Source data:
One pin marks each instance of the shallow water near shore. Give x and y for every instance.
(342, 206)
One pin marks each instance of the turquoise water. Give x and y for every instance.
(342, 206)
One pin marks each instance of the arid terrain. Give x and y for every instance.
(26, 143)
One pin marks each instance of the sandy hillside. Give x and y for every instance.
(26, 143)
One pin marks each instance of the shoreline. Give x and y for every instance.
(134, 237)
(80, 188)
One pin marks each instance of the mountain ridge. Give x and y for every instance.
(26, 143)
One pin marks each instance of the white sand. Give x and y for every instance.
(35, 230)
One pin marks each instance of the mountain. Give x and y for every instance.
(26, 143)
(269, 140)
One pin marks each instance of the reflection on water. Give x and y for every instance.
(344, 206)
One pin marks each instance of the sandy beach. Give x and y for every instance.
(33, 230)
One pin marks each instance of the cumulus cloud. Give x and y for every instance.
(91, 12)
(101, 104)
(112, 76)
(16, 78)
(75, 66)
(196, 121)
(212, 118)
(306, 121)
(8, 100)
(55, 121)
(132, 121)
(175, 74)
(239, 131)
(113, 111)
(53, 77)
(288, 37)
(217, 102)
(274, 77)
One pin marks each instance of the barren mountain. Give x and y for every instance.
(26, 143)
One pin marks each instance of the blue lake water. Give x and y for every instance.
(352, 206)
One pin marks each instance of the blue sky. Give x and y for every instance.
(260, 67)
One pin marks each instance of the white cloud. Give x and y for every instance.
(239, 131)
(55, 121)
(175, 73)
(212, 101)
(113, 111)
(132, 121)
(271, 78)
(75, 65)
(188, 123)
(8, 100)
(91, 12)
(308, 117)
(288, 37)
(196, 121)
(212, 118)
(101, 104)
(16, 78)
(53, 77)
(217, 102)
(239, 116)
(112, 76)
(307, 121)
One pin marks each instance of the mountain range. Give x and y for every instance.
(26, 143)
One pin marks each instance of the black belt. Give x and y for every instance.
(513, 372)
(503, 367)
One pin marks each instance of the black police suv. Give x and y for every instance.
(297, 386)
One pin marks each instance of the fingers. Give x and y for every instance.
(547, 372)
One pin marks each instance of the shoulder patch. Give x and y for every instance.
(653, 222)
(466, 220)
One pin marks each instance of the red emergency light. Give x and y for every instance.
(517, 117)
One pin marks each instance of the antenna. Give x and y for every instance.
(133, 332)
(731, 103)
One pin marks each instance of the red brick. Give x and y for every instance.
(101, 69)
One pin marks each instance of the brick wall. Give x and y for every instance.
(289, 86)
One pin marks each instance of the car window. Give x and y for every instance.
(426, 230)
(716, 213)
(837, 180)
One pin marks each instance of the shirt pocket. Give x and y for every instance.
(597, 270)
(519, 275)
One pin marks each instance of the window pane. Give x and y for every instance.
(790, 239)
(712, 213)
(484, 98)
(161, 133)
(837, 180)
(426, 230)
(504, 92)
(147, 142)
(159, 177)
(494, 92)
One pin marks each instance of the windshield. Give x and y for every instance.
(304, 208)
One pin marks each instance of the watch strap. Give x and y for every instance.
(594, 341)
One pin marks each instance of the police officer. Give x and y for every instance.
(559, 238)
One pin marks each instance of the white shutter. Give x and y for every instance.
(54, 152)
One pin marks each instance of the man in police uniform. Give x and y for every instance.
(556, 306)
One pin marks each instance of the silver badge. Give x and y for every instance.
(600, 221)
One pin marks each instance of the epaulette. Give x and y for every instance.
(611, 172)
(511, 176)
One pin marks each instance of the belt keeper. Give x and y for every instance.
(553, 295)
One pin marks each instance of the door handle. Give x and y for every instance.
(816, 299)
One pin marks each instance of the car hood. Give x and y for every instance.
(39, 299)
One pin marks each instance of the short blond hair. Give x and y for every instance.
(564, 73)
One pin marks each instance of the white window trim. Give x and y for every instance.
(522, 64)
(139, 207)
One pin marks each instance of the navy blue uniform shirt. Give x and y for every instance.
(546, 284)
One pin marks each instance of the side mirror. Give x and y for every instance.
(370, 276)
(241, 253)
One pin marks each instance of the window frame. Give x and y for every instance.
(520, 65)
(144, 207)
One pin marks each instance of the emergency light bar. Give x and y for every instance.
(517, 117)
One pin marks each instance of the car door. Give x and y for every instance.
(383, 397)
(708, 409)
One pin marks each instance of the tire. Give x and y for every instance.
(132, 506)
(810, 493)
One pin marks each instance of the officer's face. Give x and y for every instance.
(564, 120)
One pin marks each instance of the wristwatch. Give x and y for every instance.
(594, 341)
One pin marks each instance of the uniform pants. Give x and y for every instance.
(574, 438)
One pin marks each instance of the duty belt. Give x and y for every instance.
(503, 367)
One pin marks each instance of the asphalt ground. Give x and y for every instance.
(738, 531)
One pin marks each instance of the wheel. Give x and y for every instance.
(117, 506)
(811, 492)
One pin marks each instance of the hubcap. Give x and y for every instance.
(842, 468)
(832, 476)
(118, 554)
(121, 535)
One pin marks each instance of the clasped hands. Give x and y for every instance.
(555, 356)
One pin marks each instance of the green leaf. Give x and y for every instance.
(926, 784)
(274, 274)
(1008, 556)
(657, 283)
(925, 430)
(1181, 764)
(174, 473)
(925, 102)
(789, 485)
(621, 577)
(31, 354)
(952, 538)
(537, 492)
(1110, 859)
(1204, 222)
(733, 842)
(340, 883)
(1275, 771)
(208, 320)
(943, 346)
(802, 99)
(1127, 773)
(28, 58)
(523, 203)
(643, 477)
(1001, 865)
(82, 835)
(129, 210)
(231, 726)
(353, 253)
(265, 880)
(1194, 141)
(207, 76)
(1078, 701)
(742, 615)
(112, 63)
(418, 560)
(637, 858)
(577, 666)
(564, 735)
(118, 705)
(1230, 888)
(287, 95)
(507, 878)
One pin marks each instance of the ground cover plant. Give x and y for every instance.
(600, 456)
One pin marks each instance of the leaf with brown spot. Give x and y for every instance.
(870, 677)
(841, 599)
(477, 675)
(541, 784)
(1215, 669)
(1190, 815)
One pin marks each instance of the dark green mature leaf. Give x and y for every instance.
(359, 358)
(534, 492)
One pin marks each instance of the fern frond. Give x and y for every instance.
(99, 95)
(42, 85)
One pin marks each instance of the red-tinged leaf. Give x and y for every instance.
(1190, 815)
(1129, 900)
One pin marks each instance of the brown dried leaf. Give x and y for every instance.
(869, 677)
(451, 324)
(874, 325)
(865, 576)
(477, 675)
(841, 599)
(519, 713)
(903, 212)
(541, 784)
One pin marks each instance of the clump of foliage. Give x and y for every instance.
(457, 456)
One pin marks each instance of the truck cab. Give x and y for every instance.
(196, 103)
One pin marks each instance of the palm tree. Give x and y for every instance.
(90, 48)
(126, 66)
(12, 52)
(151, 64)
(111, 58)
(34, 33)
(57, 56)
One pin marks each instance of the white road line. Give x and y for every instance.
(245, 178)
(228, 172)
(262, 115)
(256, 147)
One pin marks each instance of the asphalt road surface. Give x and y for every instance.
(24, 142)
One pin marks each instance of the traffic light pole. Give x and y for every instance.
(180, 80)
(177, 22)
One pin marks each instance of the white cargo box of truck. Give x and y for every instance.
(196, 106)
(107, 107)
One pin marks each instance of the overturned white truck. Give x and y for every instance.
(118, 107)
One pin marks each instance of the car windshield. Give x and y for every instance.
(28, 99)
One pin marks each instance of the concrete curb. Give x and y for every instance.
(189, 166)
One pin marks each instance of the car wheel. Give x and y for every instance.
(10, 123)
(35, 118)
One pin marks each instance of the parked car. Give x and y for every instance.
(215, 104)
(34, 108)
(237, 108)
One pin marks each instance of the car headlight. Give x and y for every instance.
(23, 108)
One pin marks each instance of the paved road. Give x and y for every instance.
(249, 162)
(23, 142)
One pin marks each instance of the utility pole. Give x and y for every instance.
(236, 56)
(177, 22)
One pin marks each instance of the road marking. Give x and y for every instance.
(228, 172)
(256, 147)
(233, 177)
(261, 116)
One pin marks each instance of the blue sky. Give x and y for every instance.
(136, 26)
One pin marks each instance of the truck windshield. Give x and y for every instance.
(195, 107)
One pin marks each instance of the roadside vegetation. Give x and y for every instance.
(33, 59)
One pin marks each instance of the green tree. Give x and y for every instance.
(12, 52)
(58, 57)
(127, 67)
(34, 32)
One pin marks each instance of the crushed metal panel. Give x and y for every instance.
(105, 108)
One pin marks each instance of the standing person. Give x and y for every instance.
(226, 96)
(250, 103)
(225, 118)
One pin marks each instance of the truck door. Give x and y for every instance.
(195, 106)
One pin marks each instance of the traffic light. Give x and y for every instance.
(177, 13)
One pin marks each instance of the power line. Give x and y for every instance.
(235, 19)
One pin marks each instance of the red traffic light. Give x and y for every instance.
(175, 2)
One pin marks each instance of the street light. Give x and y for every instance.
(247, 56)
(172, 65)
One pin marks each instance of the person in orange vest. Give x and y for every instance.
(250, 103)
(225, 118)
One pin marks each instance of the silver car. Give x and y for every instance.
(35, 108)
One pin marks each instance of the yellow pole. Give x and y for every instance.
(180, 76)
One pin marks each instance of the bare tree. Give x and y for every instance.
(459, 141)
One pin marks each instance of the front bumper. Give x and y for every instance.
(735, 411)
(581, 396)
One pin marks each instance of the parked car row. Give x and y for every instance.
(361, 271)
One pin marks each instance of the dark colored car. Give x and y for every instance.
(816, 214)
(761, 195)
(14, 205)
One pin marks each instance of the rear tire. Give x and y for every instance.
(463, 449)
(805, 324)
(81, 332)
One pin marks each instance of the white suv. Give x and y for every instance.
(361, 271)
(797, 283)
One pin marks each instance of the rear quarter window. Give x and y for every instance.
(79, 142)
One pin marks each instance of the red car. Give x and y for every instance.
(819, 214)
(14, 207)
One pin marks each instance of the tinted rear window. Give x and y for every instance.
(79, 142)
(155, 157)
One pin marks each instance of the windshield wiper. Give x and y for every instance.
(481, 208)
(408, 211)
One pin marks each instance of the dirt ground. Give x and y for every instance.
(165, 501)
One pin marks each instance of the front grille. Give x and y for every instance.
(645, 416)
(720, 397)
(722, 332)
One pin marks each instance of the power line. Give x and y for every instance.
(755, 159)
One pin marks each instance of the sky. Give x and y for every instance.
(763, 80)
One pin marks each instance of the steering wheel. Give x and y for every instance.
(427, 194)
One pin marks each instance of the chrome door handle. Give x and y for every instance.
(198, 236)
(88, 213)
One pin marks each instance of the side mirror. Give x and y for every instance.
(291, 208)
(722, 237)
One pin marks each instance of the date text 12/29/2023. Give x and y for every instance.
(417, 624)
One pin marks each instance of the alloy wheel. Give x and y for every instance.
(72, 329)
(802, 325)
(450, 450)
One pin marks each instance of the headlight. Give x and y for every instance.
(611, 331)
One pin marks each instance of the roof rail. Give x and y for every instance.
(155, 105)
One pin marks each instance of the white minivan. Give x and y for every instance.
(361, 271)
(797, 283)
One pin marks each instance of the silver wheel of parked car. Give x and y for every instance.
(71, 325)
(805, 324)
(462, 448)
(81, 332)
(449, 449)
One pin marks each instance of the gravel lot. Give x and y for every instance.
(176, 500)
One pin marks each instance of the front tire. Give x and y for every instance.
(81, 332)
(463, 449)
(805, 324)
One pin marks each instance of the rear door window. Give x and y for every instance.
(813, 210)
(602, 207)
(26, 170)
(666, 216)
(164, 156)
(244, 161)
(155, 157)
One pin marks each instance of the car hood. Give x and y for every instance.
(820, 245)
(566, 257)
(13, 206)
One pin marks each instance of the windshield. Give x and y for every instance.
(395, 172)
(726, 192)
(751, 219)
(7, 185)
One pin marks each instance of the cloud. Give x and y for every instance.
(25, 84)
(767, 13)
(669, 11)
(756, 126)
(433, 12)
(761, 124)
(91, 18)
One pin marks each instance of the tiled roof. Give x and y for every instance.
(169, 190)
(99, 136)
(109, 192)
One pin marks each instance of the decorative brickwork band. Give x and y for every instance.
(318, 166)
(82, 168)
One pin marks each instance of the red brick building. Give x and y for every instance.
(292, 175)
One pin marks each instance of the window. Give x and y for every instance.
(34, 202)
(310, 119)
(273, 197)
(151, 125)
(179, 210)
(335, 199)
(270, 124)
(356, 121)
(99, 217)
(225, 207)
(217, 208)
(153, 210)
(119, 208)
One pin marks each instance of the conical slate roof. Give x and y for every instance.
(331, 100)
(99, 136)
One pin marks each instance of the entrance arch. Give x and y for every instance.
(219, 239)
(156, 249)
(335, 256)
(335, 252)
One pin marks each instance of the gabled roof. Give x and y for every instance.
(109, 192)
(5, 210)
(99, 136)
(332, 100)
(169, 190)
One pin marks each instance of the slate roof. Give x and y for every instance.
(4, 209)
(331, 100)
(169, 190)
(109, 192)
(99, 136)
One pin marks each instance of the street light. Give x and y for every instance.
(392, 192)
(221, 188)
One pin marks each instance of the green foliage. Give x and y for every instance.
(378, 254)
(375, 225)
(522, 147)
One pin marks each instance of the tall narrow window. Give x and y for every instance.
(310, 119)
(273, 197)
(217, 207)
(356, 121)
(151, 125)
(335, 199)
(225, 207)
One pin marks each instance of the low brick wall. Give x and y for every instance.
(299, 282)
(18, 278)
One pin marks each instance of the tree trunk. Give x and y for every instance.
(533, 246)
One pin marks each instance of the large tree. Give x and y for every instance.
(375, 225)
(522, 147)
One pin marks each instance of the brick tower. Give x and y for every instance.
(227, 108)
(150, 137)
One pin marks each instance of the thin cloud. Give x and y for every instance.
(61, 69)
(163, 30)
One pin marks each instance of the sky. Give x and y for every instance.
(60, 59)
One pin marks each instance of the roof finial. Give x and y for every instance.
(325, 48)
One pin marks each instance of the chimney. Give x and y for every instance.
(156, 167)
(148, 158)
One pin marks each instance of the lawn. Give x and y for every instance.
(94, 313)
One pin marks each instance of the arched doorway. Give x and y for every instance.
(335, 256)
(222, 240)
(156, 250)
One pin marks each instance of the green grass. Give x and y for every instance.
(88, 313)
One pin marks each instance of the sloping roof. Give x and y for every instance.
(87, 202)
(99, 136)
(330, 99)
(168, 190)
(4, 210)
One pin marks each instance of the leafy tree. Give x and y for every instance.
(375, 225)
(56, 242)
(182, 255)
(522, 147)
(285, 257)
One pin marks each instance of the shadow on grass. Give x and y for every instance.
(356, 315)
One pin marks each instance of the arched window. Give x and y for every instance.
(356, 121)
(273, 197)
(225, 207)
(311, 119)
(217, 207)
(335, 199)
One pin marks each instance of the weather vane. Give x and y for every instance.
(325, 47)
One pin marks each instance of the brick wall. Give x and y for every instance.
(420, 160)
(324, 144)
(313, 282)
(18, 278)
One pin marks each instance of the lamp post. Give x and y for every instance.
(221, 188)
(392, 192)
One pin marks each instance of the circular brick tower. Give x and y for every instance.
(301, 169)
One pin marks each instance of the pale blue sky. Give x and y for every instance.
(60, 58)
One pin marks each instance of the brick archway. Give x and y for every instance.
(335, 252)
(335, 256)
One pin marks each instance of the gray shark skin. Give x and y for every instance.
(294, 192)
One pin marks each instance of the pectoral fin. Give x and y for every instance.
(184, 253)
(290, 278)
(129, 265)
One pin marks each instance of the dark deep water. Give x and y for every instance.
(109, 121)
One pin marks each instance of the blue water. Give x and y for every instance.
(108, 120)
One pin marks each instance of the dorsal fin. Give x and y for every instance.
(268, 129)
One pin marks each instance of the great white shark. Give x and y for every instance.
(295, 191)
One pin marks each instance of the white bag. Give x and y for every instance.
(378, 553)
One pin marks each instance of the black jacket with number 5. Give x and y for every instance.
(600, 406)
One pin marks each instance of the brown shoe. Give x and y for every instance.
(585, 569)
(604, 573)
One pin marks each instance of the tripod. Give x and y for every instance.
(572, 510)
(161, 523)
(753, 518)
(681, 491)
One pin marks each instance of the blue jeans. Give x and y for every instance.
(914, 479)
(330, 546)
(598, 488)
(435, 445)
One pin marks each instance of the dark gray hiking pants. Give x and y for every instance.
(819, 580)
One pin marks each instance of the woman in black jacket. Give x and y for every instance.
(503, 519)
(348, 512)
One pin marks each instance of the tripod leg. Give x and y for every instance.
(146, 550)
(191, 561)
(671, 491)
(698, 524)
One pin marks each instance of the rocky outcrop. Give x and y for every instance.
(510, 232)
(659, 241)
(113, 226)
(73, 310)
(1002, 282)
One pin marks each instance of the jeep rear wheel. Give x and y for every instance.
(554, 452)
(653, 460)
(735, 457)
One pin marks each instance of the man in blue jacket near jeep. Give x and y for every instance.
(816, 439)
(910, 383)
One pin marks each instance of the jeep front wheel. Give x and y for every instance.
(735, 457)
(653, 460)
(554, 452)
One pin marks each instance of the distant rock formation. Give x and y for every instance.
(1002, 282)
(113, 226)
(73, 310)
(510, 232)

Assignment: From the line with "One pin marks each instance of the great" to the final line of the listing, write out each line unchanged. Add nothing.

Solution:
One pin marks each instance of the great white shark. Give x and y for every instance.
(295, 191)
One pin marks each instance of the white bag. Give x and y for every instance.
(378, 553)
One pin marks each instance of the black jacket with number 5. Give x and y for every instance.
(600, 406)
One pin marks each instance of the brown shoe. Give x and y for every instance.
(585, 569)
(604, 573)
One pin marks each instance of the tripod. Give x and y for every instance.
(572, 510)
(161, 523)
(753, 518)
(681, 491)
One pin marks each instance of the blue jeans. Give x and y for every instance.
(914, 479)
(330, 546)
(598, 488)
(435, 445)
One pin marks each instance of the dark gray hiking pants. Give x and y for every instance.
(819, 580)
One pin marks each instance of the woman in black jacket. Give x and y for every instance.
(503, 519)
(348, 512)
One pin marks each instance of the tripod leg. Give x and y for every instance.
(146, 550)
(191, 561)
(671, 491)
(698, 524)
One pin marks each instance of the rocky outcrop. Give x and y for every instance.
(510, 232)
(659, 241)
(113, 226)
(73, 310)
(1002, 282)
One pin marks each instance of the jeep rear wheel. Give x and y for every instance.
(554, 452)
(653, 460)
(735, 457)
One pin marks each instance of the man in blue jacket near jeep. Give x and y for every instance.
(816, 439)
(910, 383)
One pin marks each instance of the jeep front wheel. Give x and y for every instance.
(735, 457)
(653, 460)
(554, 452)
One pin marks each instance of the distant rock formation. Give x and y for every instance.
(1002, 282)
(113, 226)
(73, 310)
(510, 232)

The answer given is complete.